→ **PAGE**:

** START **

Unless it was Mihir from Kyuki Saans Bhi Kabhi Bahu Thi, death established itself as irreversible. I wasn’t, and nobody is, born with the awareness and acceptance of this fact. It was confounding. Death felt tragic as a story, tragic from a distance, there was no empathy for those surviving the loss.

The story in Ammuchi Puchi is different. Within a few pages, I got attached to the characters of Aditya and Anjali, enough to feel their loss.

Unlike the stories I read as a child, the characters in this book aren’t flat or dolled up with broad strokes of fluorescent innocence. A grandmother with a bloody red mouth who cooks up ghost stories, until both the parents frown at her, felt like a real character — someone worthy of love and fondness despite their flaws and their capacity to annoy us.

This was so relatable. My late grandmother was the Tom to my Jerry. In between fights, she would often hand me some coins to go and buy her a few tobacco sachets, when nobody was home. I connected deeply to the evolving relationship between Aditya, Anjali and Ammuchi, and could feel the void left by Ammuchi’s death.

The book ported me to a time when death was confusing and I would question myself for not knowing the right way to mourn or to offer condolences to a grieving friend. Even the gentle and careful method of sharing the news of someone’s death wasn’t familiar to me. Some of my family members were infamous for their abrupt newsbreaking. I mean, could they not find a better way to tell an old woman that her daughter has just been widowed, than doing it while she is still holding a vessel full of hot milk? I wish I had seen elders handle death better, and not making it worse than what it already is. Schools also avoid engaging with this topic, perhaps to save us from sadness instead of preparing us for it.

The Ammuchi Puchi handles death not just through its twists and turns, but also with a change of colour when the death shows up. It prepares us visually as the characters communicate straight through their big beautiful eyes. Canzi portrays the grandmother’s lovable spirit, before and after her death through her expressions and fabric prints in the luminous illustrations.

By being a story of inheritance from a maternal grandmother instead of a paternal one, it gently attacks conventions of gender and family, but without any pretence or pride. The poet within the author shows through Aditya’s voice, and we fall in love with him and how he sees things.

A chance to witness Aditya and Anjali grow together, is the gift offered by The Ammuchi Puchi, and I am so glad I took it.

** END **

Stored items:
** START **

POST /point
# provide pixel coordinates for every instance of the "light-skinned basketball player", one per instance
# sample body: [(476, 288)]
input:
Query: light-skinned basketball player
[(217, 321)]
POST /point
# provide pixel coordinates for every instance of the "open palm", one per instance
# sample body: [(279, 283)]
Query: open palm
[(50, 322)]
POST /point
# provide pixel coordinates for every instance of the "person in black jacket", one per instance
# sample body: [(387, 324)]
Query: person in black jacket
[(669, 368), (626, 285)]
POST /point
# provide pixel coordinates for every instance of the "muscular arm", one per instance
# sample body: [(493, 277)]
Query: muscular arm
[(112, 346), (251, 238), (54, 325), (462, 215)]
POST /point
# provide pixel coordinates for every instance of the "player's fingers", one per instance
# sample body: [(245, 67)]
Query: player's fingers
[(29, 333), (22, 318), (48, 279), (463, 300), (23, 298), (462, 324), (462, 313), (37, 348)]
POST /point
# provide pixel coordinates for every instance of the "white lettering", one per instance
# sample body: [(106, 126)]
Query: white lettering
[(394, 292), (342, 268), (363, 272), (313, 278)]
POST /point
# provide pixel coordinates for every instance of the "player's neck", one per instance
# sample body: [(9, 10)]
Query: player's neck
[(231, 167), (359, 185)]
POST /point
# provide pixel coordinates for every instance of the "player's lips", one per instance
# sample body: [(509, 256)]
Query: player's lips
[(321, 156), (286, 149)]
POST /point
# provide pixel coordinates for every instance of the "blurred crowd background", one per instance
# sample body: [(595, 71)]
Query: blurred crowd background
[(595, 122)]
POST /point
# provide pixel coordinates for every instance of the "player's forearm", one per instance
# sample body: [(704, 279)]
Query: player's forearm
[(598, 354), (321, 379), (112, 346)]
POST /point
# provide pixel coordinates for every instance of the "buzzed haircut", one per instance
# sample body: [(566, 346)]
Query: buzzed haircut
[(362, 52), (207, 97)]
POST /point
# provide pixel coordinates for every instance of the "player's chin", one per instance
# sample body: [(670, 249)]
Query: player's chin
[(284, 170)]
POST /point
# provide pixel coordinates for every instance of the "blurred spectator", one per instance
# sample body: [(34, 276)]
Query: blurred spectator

** END **

→ **WORK INSTRUCTIONS**:
a: Answer these questions using the book review:
(i) Which two characters did the reviewer become attached to within a few pages?
(ii) Who portrays the grandmother's lovable spirit in the illustrations?
(iii) Is the story one of inheritance from a maternal or a paternal grandmother?
b: Output the passage of the book review between "By being a story" and "glad I took it.", inclusive.
The stored items aren't needed here.

→ **EXERCISE RESPONSES**:
a:
(i) Aditya and Anjali
(ii) Canzi
(iii) A maternal grandmother

b:
By being a story of inheritance from a maternal grandmother instead of a paternal one, it gently attacks conventions of gender and family, but without any pretence or pride. The poet within the author shows through Aditya’s voice, and we fall in love with him and how he sees things.

A chance to witness Aditya and Anjali grow together, is the gift offered by The Ammuchi Puchi, and I am so glad I took it.